DIRECTIVE =
Pull out each line of the listing below that contains the word "location". Case counts, so a line matches only if the word appears there with the same capitalization.
[Begin EXTRACTED RECORDS]
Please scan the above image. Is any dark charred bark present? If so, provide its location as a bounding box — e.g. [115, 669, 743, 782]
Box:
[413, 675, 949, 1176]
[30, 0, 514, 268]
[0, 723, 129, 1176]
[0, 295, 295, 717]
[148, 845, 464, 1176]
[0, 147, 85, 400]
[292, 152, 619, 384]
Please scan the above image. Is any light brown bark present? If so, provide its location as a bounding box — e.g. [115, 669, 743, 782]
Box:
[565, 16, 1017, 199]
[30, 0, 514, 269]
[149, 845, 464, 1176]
[End EXTRACTED RECORDS]
EXERCISE SOLUTION =
Please scan the above image. Is any dark charred bark present? If so, provide its location as a bounding box — e.g. [115, 669, 743, 782]
Please scan the above image. Is any light brown bark present? If so, provide its location as a bounding box — e.g. [115, 669, 743, 782]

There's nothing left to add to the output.